• **YOUR OBJECTIVE**:
The expected reply is all of the data, returned exactly.

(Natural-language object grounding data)

== Segment start ==

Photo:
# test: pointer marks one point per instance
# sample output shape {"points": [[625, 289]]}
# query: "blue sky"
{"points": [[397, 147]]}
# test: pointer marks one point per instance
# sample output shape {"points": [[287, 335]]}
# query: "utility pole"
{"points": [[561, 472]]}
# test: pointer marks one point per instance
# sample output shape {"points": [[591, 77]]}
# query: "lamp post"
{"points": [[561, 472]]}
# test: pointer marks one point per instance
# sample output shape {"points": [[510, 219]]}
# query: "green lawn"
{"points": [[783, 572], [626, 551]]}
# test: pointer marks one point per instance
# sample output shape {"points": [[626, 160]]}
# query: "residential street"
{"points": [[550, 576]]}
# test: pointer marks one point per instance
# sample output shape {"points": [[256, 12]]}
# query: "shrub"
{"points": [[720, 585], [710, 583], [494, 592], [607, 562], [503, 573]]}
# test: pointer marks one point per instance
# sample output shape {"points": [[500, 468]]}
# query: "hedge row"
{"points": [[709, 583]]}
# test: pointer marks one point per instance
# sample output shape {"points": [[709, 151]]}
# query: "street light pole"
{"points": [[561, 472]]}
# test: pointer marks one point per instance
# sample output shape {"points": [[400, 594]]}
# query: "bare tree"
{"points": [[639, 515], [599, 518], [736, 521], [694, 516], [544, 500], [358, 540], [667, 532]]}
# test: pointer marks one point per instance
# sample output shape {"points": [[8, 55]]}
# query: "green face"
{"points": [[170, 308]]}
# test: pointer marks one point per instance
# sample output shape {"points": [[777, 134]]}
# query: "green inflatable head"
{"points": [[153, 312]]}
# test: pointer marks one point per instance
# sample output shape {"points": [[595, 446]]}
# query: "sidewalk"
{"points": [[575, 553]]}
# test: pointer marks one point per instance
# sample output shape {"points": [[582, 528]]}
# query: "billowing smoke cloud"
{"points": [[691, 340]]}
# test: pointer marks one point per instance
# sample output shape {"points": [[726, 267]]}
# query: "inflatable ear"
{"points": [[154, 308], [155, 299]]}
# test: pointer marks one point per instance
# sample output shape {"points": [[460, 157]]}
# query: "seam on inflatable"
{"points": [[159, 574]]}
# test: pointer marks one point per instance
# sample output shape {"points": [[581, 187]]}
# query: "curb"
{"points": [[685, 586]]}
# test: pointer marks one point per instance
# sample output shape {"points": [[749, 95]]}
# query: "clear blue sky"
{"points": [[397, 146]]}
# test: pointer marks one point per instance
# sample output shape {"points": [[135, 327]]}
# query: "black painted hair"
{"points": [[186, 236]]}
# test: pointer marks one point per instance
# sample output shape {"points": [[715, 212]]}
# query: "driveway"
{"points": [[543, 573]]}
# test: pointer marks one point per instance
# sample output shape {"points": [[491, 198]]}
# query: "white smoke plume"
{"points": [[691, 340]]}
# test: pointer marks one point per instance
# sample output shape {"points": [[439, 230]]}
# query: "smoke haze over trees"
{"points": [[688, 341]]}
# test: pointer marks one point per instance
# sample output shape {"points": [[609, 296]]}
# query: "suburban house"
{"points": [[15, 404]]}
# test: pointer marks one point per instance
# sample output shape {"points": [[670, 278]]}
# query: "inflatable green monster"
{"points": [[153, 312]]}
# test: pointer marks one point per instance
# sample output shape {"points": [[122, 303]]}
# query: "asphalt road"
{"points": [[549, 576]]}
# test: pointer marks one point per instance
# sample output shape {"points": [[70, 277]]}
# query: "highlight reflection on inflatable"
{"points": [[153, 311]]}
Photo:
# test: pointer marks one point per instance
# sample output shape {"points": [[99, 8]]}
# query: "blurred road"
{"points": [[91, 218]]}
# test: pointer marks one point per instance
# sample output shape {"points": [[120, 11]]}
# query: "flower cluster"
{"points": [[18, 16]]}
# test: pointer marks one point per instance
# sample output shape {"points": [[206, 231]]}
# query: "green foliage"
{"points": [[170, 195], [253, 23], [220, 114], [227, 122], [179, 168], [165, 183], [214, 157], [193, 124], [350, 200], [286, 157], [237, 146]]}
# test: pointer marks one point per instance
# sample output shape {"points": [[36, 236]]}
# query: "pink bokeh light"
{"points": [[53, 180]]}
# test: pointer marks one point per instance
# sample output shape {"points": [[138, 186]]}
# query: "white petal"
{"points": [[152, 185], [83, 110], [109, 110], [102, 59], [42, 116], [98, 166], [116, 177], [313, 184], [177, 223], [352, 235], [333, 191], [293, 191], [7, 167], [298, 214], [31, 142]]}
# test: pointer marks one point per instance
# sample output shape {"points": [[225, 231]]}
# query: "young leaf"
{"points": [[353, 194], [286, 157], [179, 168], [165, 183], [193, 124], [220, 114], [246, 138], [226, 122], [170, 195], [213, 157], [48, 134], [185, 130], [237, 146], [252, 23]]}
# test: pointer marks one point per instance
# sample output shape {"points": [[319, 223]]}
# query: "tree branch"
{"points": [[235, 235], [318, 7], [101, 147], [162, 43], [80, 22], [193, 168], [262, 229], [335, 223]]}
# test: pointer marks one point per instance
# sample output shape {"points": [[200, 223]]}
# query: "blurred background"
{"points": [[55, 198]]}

== Segment end ==

• **THE ANSWER**:
Photo:
# test: pointer marks one point per instance
# sample output shape {"points": [[625, 289]]}
# query: "blue sky"
{"points": [[397, 147]]}
# test: pointer marks one point per instance
# sample output shape {"points": [[287, 335]]}
# query: "utility pole"
{"points": [[561, 472]]}
# test: pointer marks one point per instance
# sample output shape {"points": [[591, 77]]}
# query: "lamp post"
{"points": [[561, 472]]}
# test: pointer marks one point per instance
# sample output shape {"points": [[510, 219]]}
# query: "green lawn"
{"points": [[783, 572], [626, 551]]}
# test: pointer marks one point per instance
# sample output shape {"points": [[626, 160]]}
# query: "residential street"
{"points": [[550, 576]]}
# test: pointer marks one point per instance
# sample output shape {"points": [[256, 12]]}
# query: "shrub"
{"points": [[720, 585], [710, 583], [494, 592], [607, 562], [503, 573]]}
# test: pointer marks one point per instance
# sample output shape {"points": [[500, 468]]}
# query: "hedge row"
{"points": [[709, 583]]}
# test: pointer marks one point per instance
# sample output shape {"points": [[709, 151]]}
# query: "street light pole"
{"points": [[561, 472]]}
# test: pointer marks one point per instance
# sample output shape {"points": [[400, 594]]}
# query: "bare tree"
{"points": [[639, 515], [599, 518], [736, 521], [694, 516], [544, 500], [358, 540], [667, 532]]}
# test: pointer marks one point per instance
# sample output shape {"points": [[8, 55]]}
# query: "green face"
{"points": [[170, 308]]}
# test: pointer marks one point per instance
# sample output shape {"points": [[777, 134]]}
# query: "green inflatable head"
{"points": [[153, 312]]}
# test: pointer marks one point per instance
# sample output shape {"points": [[595, 446]]}
# query: "sidewalk"
{"points": [[575, 553]]}
# test: pointer marks one point per instance
# sample output shape {"points": [[582, 528]]}
# query: "billowing smoke cloud"
{"points": [[691, 340]]}
# test: pointer marks one point per instance
# sample output shape {"points": [[726, 267]]}
# query: "inflatable ear"
{"points": [[154, 308], [155, 299]]}
# test: pointer marks one point per instance
# sample output shape {"points": [[460, 157]]}
# query: "seam on inflatable"
{"points": [[159, 574]]}
# test: pointer marks one point per instance
# sample output shape {"points": [[581, 187]]}
# query: "curb"
{"points": [[685, 586]]}
# test: pointer marks one point per instance
# sample output shape {"points": [[749, 95]]}
# query: "clear blue sky"
{"points": [[397, 146]]}
# test: pointer marks one point per instance
# sample output shape {"points": [[135, 327]]}
# query: "black painted hair"
{"points": [[186, 236]]}
# test: pointer marks one point per instance
# sample output shape {"points": [[715, 212]]}
# query: "driveway"
{"points": [[543, 573]]}
# test: pointer marks one point per instance
# sample output shape {"points": [[491, 198]]}
# query: "white smoke plume"
{"points": [[691, 340]]}
# test: pointer marks one point per instance
# sample output shape {"points": [[439, 230]]}
# query: "smoke haze over trees"
{"points": [[688, 341]]}
# test: pointer marks one point per instance
# sample output shape {"points": [[609, 296]]}
# query: "suburban house"
{"points": [[15, 404]]}
# test: pointer marks one point per instance
# sample output shape {"points": [[670, 278]]}
# query: "inflatable green monster"
{"points": [[153, 312]]}
# test: pointer marks one point per instance
# sample output shape {"points": [[122, 303]]}
# query: "asphalt road"
{"points": [[549, 576]]}
# test: pointer marks one point per instance
# sample output shape {"points": [[70, 277]]}
# query: "highlight reflection on inflatable"
{"points": [[153, 311]]}
Photo:
# test: pointer marks one point per instance
# sample output shape {"points": [[99, 8]]}
# query: "blurred road"
{"points": [[91, 218]]}
# test: pointer marks one point per instance
# sample output shape {"points": [[120, 11]]}
# query: "flower cluster"
{"points": [[18, 16]]}
# test: pointer marks one point per instance
# sample output shape {"points": [[206, 231]]}
# query: "green foliage"
{"points": [[170, 195], [253, 23], [220, 114], [227, 122], [179, 168], [165, 183], [214, 157], [193, 124], [350, 200], [286, 157], [237, 146]]}
# test: pointer marks one point per instance
# sample output shape {"points": [[36, 236]]}
# query: "pink bokeh light"
{"points": [[53, 180]]}
# test: pointer marks one point per instance
# sample output shape {"points": [[138, 186]]}
# query: "white petal"
{"points": [[152, 185], [83, 110], [109, 110], [102, 59], [42, 116], [98, 166], [116, 177], [313, 184], [177, 223], [352, 235], [333, 191], [293, 191], [7, 167], [298, 214], [31, 142]]}
# test: pointer marks one point per instance
# sample output shape {"points": [[225, 231]]}
# query: "young leaf"
{"points": [[353, 194], [286, 157], [179, 168], [165, 183], [193, 124], [220, 114], [246, 138], [226, 122], [170, 195], [213, 157], [48, 134], [185, 130], [237, 146], [252, 23]]}
# test: pointer marks one point per instance
# sample output shape {"points": [[319, 223]]}
# query: "tree branch"
{"points": [[235, 235], [318, 7], [101, 147], [162, 43], [80, 22], [193, 168], [262, 229], [335, 223]]}
# test: pointer marks one point per instance
# sample output shape {"points": [[200, 223]]}
# query: "blurred background"
{"points": [[55, 198]]}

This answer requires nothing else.